-- PASSAGE PROVIDED follows --
Compare performance of different deep learning models

This explains the use of fit_powerlaw.py. Only works on deep learning models through the genomicBERT pipeline. For more information on the method, including interpretation, please refer to the publication (https://arxiv.org/pdf/2202.02842.pdf).

Source data

Directories containing trained models from a standard huggingface or pytorch workflow can be passed in as input.

Results

Note

Entry points are available if this is installed using the automated conda method. You can then use the command line argument directly, for example: create_dataset_bio. If not, you will need to use the script directly, which follows the same naming pattern, for example: python create_dataset_bio.py.

Running the code as below:

python fit_powerlaw.py -i [ INFILE_PATH ... ] -t OUTPUT_DIR -a N

Plots will be output to the directory. A combined plot with all performance overlaid and individual performances will be generated.

Notes

Interpreting the plots may not be straightforward. Please refer to the publication for more information (https://arxiv.org/pdf/2202.02842.pdf).
-- PASSAGE PROVIDED concluded --
-- SUPPLIED DATA follows --
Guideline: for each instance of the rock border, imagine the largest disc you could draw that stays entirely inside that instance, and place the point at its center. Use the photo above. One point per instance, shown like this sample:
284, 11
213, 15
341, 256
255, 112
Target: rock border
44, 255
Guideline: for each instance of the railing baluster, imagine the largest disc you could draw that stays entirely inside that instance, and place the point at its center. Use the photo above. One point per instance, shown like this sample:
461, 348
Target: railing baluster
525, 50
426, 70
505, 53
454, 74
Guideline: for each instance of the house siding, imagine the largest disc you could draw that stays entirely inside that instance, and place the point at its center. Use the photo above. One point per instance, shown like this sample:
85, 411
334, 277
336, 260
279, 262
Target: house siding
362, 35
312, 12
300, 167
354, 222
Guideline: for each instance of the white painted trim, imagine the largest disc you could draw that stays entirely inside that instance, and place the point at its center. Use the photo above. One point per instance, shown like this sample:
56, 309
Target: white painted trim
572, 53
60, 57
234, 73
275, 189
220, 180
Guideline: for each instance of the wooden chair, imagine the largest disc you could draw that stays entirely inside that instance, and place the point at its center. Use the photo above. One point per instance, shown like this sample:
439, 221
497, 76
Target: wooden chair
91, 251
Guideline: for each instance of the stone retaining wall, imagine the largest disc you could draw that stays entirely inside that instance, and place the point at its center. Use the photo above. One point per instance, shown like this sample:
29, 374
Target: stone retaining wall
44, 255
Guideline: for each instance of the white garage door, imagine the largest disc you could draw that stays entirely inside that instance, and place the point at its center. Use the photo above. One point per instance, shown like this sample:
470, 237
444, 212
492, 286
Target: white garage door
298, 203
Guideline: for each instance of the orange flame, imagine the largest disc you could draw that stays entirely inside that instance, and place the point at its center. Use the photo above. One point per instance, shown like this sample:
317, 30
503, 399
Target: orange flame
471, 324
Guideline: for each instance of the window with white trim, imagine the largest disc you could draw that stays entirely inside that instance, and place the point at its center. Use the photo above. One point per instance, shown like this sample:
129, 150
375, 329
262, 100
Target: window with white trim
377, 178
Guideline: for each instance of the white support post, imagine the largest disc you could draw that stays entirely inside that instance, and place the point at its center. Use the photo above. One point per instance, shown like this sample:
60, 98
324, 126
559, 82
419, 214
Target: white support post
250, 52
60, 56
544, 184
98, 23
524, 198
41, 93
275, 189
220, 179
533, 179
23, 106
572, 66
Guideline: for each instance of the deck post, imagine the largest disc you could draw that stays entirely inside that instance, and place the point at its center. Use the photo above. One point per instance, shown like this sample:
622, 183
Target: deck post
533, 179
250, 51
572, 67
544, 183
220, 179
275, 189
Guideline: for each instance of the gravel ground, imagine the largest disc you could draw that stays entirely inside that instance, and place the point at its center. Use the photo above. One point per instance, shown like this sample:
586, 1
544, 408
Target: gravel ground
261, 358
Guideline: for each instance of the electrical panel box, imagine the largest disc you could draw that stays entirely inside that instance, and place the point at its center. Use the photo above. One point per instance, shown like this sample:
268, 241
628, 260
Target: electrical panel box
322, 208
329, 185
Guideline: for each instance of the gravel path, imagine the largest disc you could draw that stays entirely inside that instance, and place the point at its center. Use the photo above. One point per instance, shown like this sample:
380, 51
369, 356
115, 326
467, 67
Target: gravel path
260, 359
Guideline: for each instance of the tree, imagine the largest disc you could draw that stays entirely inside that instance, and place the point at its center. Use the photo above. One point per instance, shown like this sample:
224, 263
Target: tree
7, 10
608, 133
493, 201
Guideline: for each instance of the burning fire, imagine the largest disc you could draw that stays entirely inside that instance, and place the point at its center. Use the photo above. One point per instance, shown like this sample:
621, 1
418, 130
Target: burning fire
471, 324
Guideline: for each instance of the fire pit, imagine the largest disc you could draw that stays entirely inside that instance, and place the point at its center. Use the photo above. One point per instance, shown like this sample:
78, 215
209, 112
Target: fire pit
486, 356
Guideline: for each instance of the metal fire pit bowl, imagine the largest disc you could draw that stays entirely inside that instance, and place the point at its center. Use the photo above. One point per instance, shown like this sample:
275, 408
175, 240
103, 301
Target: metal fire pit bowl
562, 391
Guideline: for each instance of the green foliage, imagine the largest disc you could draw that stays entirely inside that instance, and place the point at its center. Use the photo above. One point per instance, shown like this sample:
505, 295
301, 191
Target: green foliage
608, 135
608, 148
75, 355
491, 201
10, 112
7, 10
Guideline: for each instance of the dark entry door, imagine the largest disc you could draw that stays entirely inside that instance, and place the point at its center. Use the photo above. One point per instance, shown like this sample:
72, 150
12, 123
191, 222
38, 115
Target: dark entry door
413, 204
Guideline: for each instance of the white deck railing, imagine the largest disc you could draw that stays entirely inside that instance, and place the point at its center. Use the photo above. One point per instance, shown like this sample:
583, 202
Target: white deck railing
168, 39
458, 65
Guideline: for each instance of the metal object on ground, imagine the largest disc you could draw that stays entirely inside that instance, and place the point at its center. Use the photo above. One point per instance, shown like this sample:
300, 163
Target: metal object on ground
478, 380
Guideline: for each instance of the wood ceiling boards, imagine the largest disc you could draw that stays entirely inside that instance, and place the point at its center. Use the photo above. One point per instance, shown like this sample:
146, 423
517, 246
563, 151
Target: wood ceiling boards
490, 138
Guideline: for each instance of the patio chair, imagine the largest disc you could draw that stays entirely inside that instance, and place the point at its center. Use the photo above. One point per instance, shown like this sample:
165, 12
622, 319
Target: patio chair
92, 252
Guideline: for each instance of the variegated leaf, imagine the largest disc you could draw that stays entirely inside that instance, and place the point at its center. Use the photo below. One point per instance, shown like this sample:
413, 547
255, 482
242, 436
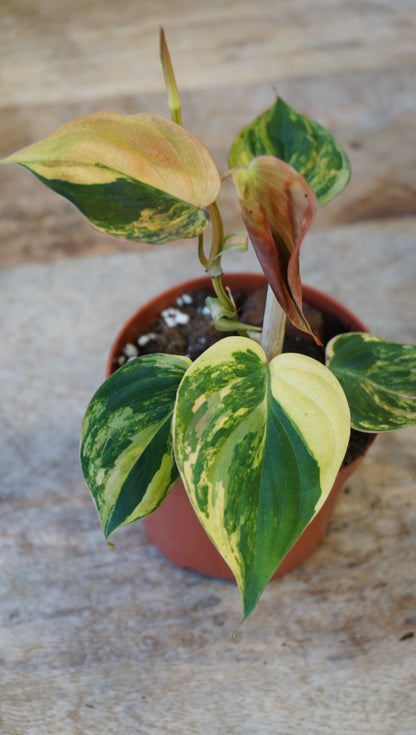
-- SUPPLIED DATA concluded --
> [TASK TO COMPLETE]
Please continue the page on comparing deep learning model performance with fit_powerlaw.py, starting after its last sentence.

> [ANSWER]
Usage

python fit_powerlaw.py -h
usage: fit_powerlaw.py [-h] [-m MODEL_PATH [MODEL_PATH ...]] [-o OUTPUT_DIR]
                       [-a ALPHA_MAX]

Take trained model dataset and apply power law fit. Acts as a performance
metric which is independent of data. For more information refer here:
https://arxiv.org/pdf/2202.02842.pdf

optional arguments:
  -h, --help            show this help message and exit
  -m MODEL_PATH [MODEL_PATH ...], --model_path MODEL_PATH [MODEL_PATH ...]
                        path to trained model directory
  -o OUTPUT_DIR, --output_dir OUTPUT_DIR
                        path to output metrics directory (DEFAULT: same as
                        model_path)
  -a ALPHA_MAX, --alpha_max ALPHA_MAX
                        max alpha value to plot (DEFAULT: 8)

Note

If you are intending to download a model and the directory path matches the one on your disk, you will need to rename or remove it since it will first use local files as a priority!